#### Aufgabenstellung:
Setzen Sie den Blogbeitrag über die Vorbereitung von Spielern auf Rollenspielsitzungen im Anschluss an seinen letzten Satz fort.

#### Zitierte Passage:
============

Burn, Baby, Burn

logo_rumgedacht

Zu meinem Artikel „Sich als Spieler auf eine Session vorbereiten“ kam hier und da abseits des Blogs die Rückmeldung, man habe da irgendwie mehr erwartet inhaltlich, und dass man es gut fände, wenn ich da noch ein wenig detaillierter was schreiben würde. Das wollte ich gern aufgreifen, aber … das geht nicht.

Was habe ich in o.g. Artikel angesprochen? Ich habe Allgemeinplätze wie Pünktlichkeit, Plotkenntnis, Charakterkenntnis, „Bock“ angesprochen und einen Verweis auf individuelle Rundenerfordernisse gesetzt. Das war es dann auch schon. Was fehlt also?

Ich glaube tatsächlich, dass da gar nichts fehlt, denn das ist wirklich schon alles, was zur grundlegenden Vorbereitung nötig ist oder besser: selbstverständlich sein sollte. Dass es eben nicht so selbstverständlich ist, ist vielen schon aufgefallen oder aufgestoßen, und angeregt durch schlussendlich meinen Beitrag zur Vorbereitung hat edalon dann in seinem Blog sogar die Frage aufgeworfen, ob es so etwas wie einen Rollenspieler-Knigge geben sollte. Wie ich da schon kommentierte, glaube ich nicht, dass das die Lösung des Ganzen ist.

Naja, jedenfalls hab ich viel über die oben genannten Rückmeldungen nachgedacht und mich gefragt, was ich dazu Detaillierteres schreiben könnte. Es ist nun mal so, dass alle anderen Sachen, die sich auf Spielervorbereitungen beziehen, primär rundenspezifisch sind. In der einen Runde sind die Aufgaben vielleicht verteilt und ein Spieler übernimmt die Musik für den Abend, ein anderer kocht für alle, der nächste kümmert sich um Maps/Software, in einer anderen Runde spielen die Leute mehrere Charaktere oder zeitweise wiederkehrende NSC und sollten dann auf diese vielleicht noch mal einen Blick werfen und so weiter. Es gibt dann noch solche Forenthreads wie „Wie werde ich ein besserer Spieler?“, aber die nehmen wiederum andere Wege bzw. geben nicht unbedingt meine persönliche Meinung wieder. Außerdem gehen sie deutlich über die reine Session-Vorbereitung von Spielerseite aus hinaus. Für die Leute auf der Suche nach mehr Input zum Thema kommt der Link ja aber vielleicht ganz gelegen.

============

#### Auszüge der Auflistung:
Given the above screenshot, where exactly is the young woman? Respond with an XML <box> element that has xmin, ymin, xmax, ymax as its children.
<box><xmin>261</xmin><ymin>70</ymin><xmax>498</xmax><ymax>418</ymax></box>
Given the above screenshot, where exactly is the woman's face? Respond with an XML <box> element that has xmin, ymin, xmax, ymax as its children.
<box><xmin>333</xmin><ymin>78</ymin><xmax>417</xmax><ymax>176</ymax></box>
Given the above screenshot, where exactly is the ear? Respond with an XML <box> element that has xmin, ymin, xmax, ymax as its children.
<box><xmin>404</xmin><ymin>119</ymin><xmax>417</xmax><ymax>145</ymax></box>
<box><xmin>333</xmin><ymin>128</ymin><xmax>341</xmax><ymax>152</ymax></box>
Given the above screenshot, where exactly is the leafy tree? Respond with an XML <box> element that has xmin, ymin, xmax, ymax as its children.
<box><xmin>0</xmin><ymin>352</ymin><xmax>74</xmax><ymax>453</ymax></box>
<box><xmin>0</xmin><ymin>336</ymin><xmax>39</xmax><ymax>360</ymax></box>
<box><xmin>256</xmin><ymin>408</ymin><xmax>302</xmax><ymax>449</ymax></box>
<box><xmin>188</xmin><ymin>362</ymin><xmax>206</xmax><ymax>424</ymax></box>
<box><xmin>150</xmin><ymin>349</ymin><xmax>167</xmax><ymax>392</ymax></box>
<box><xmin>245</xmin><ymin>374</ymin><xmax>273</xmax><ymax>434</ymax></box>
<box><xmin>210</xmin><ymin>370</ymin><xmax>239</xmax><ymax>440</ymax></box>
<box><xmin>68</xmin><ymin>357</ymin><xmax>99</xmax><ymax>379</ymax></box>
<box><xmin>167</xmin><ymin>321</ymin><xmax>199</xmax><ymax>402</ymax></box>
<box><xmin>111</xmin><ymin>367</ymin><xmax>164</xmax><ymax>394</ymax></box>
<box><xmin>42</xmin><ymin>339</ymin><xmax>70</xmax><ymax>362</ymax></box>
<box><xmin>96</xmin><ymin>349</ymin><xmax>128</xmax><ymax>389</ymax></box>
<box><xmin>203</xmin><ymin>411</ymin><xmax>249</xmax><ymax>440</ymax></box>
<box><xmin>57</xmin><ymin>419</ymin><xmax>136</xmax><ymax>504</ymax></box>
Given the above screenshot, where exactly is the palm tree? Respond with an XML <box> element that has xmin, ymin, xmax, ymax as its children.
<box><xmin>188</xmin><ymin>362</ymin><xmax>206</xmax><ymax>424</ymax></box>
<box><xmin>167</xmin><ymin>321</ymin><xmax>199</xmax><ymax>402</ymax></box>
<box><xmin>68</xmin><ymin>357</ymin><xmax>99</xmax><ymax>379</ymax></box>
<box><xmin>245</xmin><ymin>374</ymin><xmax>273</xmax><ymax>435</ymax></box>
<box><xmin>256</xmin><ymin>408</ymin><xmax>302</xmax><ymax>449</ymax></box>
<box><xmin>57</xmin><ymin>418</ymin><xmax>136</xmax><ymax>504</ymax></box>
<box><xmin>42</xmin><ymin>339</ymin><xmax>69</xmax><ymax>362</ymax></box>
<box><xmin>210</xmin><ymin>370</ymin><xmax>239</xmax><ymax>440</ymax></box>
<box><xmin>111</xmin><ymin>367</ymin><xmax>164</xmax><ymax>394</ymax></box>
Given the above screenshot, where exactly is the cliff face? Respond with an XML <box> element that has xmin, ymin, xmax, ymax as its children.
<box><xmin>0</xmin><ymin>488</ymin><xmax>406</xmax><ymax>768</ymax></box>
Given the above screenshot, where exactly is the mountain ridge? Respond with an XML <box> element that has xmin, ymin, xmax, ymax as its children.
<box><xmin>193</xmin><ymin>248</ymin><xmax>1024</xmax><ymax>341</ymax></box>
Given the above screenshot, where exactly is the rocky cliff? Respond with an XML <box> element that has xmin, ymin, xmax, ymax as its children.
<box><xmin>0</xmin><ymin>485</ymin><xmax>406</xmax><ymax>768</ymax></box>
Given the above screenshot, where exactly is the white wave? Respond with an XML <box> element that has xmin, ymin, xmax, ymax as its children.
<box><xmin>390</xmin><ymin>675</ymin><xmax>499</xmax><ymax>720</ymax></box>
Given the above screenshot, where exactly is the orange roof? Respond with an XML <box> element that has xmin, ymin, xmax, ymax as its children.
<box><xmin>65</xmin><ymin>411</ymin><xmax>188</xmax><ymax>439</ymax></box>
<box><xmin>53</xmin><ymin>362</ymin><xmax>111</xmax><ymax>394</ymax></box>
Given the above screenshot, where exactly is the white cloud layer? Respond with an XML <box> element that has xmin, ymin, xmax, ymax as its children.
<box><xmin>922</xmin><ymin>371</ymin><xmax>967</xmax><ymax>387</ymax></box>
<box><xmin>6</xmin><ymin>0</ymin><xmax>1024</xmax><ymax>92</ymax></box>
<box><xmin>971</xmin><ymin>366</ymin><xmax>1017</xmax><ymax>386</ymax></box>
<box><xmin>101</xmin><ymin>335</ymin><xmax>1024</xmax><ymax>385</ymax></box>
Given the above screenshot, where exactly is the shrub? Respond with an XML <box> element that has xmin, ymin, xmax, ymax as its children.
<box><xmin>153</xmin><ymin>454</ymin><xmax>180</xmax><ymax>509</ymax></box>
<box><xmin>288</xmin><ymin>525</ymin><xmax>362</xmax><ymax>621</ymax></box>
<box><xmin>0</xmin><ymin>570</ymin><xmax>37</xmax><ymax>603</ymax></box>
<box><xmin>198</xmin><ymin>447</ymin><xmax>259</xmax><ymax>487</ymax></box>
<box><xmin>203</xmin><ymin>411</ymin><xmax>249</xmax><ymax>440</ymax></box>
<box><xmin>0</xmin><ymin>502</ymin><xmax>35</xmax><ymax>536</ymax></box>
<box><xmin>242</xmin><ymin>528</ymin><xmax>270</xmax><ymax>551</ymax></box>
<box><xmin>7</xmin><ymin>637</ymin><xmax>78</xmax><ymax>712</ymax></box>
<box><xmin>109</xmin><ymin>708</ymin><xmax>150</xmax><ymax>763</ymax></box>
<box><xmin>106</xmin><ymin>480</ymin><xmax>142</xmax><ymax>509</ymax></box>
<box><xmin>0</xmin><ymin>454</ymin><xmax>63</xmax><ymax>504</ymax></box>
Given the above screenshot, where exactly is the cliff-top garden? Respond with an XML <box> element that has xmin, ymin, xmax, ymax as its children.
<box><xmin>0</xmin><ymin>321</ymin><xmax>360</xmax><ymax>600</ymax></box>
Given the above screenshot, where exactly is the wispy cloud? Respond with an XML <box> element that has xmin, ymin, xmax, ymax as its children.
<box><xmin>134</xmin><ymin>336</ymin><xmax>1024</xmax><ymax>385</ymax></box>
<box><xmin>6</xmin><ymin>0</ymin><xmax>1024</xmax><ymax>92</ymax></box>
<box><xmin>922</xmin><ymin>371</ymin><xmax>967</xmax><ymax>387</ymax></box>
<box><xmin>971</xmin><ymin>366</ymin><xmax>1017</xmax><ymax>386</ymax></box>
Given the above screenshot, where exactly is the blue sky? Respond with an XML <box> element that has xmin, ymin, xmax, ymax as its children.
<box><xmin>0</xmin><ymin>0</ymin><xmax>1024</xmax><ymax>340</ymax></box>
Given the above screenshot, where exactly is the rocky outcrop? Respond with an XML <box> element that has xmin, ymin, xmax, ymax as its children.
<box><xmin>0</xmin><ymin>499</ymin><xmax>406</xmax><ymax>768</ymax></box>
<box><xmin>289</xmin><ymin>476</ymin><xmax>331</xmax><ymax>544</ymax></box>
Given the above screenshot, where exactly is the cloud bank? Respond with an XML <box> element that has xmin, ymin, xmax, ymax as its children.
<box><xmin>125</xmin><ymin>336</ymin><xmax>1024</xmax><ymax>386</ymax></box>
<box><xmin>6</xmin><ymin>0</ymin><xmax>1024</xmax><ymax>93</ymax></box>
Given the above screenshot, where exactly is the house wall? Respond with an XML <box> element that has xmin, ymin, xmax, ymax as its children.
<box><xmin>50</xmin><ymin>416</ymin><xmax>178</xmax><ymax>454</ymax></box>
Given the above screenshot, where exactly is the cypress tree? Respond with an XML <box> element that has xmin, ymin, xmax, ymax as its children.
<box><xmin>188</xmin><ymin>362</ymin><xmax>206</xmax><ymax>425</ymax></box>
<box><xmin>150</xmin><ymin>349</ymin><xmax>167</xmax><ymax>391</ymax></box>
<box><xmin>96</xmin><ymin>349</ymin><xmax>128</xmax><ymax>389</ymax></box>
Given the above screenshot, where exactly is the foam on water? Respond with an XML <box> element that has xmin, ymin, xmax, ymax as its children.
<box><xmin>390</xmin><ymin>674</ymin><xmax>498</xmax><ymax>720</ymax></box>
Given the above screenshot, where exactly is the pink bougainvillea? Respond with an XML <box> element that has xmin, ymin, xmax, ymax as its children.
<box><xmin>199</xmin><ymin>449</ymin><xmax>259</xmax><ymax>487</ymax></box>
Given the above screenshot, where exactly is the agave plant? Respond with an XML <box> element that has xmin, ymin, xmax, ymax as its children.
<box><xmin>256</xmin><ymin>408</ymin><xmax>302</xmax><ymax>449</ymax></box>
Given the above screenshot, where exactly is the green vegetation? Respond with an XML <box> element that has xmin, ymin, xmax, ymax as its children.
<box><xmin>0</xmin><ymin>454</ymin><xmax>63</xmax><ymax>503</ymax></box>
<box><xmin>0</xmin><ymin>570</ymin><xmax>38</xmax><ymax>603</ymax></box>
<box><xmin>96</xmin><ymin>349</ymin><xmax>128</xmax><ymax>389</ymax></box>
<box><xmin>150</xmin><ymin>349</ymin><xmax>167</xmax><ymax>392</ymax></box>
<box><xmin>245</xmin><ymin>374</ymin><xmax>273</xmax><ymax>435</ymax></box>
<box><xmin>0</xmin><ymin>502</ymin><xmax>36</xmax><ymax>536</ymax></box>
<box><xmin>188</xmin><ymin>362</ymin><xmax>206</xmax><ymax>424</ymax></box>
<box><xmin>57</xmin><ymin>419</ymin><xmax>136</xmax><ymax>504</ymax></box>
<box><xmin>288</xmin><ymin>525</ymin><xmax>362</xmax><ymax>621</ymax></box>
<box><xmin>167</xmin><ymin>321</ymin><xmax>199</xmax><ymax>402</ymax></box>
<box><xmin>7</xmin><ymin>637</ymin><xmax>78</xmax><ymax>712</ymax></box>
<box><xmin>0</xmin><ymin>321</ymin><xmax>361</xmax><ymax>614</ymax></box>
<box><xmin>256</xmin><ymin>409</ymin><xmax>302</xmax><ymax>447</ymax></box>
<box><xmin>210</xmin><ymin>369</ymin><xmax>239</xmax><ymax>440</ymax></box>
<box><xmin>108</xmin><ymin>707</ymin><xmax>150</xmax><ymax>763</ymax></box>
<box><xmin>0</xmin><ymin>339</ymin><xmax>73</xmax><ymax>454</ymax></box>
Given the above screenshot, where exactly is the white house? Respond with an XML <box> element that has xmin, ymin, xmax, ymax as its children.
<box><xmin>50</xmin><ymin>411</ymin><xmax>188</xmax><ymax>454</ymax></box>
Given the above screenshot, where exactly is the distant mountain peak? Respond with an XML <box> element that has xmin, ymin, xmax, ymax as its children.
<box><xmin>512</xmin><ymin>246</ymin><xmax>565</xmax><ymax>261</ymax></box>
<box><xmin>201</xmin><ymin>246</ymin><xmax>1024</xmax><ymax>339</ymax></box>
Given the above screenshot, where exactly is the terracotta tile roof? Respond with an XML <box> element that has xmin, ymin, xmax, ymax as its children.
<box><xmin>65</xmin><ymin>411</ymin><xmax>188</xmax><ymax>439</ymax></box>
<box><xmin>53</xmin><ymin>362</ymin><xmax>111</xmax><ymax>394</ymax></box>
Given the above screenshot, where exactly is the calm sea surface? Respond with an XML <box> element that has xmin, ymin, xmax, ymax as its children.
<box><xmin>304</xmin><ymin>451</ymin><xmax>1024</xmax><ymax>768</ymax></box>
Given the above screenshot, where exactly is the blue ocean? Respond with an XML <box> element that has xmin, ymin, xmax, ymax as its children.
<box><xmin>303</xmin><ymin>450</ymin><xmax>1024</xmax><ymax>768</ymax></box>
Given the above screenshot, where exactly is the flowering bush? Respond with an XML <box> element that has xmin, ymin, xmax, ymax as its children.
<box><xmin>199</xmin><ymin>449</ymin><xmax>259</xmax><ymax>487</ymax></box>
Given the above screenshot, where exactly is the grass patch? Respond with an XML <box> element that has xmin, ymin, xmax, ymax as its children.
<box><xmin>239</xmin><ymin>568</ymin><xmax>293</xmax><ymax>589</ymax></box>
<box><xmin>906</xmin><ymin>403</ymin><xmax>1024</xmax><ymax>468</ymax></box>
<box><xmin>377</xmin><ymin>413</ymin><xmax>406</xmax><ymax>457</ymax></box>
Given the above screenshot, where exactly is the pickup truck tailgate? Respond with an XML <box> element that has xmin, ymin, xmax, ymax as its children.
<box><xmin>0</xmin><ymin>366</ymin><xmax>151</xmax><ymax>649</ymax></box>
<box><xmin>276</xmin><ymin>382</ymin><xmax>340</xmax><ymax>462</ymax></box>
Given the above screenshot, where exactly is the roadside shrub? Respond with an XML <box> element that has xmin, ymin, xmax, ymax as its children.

============

#### Endergebnis:
Da gibt es also nicht wirklich was, das man allgemeingültig in einem weiteren Artikel ansprechen könnte. Oder?

Nach langem Überlegen ist mir dann doch etwas eingefallen, und zwar etwas, das alles andere in den Schatten stellt. Kurzum: Ich hätte „Bock“ groß und fett schreiben sollen. Also so: BOCK!

Ich behaupte: Wer wirklich Bock auf eine Runde, Bock auf seine Mitspieler, Bock auf den Plot, Bock auf seinen Charakter, Bock auf’s Rollenspiel, Bock auf … hat, für den sind alle Verhaltenshinweise, ob nun von mir oder sonstwem, völlig überflüssig. Und ich finde fast erschreckend, dass ich derart lange darüber nachgedacht habe, bis es mir wie Schuppen aus den Haaren von den Augen gefallen ist.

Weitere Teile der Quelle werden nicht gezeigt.